▶ _Goal_:
Please reproduce the data below verbatim, from the line containing "man's hand -> box" through the end of the data.

[Begin Working data]

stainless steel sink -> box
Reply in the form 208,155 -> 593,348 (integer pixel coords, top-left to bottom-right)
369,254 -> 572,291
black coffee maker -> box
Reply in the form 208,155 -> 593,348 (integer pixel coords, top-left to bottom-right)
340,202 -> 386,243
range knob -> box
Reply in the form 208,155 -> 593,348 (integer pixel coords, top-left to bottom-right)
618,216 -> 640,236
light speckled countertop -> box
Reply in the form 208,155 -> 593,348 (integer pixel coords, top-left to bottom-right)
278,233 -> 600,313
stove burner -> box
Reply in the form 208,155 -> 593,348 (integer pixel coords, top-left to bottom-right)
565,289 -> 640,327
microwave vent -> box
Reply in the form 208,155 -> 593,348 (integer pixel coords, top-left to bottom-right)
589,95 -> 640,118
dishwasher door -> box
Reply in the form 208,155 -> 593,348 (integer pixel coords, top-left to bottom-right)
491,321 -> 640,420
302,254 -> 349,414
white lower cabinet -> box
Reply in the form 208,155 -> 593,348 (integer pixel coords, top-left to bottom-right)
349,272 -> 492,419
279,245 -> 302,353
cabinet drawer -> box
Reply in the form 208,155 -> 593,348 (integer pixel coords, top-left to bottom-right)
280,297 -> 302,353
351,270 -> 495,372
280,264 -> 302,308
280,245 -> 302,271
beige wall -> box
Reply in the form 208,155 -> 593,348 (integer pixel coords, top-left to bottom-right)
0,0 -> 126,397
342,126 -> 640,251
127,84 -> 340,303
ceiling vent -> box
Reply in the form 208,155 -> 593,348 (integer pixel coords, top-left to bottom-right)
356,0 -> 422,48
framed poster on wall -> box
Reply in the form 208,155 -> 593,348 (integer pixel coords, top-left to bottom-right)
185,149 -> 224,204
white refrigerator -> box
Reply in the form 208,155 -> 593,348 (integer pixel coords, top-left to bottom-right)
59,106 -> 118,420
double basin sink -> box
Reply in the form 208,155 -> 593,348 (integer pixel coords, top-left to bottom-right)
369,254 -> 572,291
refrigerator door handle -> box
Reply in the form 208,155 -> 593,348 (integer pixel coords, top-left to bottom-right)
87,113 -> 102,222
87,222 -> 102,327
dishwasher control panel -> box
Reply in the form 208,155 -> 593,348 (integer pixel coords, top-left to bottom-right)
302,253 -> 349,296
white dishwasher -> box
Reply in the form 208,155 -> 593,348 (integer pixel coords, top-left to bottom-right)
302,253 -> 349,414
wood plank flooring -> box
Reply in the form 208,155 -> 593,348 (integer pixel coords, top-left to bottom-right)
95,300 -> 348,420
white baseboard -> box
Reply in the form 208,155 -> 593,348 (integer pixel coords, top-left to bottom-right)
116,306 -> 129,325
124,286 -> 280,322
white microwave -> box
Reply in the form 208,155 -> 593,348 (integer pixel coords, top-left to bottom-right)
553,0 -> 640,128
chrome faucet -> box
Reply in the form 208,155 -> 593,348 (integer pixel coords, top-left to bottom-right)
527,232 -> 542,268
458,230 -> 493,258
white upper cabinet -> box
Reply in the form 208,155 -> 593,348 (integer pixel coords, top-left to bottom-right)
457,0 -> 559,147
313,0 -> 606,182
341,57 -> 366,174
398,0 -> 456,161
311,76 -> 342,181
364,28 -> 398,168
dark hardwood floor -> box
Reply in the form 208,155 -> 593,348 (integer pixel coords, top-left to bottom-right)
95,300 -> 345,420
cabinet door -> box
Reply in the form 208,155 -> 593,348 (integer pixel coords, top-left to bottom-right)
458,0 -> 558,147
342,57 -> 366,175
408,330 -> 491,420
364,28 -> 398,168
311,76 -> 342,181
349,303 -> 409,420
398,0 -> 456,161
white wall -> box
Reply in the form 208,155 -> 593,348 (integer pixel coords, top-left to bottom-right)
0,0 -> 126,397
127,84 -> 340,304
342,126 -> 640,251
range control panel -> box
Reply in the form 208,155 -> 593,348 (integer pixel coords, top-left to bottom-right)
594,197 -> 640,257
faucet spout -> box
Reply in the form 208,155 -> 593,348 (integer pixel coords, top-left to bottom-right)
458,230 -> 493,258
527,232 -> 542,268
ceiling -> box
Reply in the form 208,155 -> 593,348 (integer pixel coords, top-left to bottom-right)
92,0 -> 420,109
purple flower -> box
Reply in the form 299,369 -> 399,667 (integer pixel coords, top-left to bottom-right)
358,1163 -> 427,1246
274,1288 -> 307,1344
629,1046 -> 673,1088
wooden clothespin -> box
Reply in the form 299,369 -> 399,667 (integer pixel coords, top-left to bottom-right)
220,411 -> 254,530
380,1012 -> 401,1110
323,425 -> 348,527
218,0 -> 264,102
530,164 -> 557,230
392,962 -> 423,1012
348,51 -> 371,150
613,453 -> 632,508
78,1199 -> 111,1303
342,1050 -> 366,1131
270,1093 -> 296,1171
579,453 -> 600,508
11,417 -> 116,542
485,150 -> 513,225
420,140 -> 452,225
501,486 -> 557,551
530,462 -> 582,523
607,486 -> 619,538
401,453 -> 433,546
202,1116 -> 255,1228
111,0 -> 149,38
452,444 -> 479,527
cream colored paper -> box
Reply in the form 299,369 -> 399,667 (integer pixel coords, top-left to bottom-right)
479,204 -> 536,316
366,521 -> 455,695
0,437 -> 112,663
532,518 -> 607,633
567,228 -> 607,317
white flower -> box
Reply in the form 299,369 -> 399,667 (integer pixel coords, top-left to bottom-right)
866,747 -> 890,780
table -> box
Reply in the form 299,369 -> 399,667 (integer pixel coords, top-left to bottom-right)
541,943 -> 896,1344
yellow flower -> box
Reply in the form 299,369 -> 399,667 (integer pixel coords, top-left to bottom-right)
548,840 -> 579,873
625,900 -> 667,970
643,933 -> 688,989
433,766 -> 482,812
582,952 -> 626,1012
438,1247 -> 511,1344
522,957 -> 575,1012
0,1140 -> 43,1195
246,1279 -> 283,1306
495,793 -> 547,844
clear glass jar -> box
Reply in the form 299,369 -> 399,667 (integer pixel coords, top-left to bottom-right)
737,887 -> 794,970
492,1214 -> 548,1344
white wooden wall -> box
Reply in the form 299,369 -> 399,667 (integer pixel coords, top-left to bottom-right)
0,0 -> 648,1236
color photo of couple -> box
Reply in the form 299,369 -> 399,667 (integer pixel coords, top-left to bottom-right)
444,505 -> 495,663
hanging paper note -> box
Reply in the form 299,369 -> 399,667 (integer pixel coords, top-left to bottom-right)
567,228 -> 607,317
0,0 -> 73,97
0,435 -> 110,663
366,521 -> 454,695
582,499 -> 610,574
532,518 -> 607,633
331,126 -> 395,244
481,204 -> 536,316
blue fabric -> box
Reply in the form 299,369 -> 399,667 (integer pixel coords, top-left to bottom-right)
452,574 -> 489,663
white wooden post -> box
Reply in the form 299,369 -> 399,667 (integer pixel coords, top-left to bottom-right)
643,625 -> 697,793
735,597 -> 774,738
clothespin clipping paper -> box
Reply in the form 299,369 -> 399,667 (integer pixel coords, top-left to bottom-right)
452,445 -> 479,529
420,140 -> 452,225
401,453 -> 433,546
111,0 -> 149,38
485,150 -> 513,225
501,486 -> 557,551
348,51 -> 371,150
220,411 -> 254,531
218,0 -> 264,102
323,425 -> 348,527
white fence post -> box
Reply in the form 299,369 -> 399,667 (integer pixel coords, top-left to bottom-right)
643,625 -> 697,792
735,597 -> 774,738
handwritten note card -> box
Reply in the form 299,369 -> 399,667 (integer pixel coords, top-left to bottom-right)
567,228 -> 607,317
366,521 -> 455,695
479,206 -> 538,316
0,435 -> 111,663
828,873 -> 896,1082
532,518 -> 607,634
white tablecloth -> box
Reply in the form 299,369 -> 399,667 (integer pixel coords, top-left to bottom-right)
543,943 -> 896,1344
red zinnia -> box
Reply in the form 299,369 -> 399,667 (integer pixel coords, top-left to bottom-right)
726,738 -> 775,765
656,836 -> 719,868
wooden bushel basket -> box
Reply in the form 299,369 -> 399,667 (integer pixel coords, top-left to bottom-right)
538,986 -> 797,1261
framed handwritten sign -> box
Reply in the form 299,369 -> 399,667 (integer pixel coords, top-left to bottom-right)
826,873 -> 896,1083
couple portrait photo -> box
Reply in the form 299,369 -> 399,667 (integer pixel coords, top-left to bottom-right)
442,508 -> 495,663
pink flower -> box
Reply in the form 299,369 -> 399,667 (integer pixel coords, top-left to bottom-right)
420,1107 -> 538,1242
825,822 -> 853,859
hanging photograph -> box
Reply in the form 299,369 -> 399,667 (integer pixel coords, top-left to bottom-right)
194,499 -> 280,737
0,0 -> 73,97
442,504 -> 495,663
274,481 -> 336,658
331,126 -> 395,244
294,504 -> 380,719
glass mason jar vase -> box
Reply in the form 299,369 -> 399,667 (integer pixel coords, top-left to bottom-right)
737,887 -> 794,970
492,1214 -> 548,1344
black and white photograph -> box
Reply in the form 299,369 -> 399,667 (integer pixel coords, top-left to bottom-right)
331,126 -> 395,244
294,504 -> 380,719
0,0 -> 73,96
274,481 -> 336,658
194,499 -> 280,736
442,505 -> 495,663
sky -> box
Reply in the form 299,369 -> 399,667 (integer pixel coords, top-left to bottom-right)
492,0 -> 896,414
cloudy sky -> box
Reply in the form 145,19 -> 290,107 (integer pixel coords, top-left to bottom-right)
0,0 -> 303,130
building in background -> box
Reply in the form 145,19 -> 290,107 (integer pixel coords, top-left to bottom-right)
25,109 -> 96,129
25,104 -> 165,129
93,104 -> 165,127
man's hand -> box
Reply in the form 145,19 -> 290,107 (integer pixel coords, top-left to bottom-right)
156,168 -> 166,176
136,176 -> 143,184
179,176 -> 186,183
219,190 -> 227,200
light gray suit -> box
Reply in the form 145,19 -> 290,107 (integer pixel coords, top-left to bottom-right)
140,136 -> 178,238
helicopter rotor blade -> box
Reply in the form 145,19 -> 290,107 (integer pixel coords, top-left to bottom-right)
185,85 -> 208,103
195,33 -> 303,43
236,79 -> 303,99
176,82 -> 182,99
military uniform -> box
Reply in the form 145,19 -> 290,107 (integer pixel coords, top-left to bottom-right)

[End Working data]

▶ _Exercise answer_:
man's hand -> box
Reply in the form 145,19 -> 290,107 (integer pixel coords, top-left to bottom-right)
156,168 -> 166,176
136,176 -> 143,184
179,176 -> 186,183
219,190 -> 227,200
light gray suit -> box
Reply in the form 145,19 -> 290,107 (integer pixel coords, top-left to bottom-right)
140,136 -> 178,238
helicopter rotor blade -> box
Reply in the form 145,19 -> 290,107 (integer pixel coords, top-left to bottom-right)
185,85 -> 208,103
195,33 -> 303,43
236,79 -> 303,99
176,82 -> 182,99
military uniform -> box
Reply in the form 145,19 -> 290,107 (integer pixel coords, top-left to bottom-right)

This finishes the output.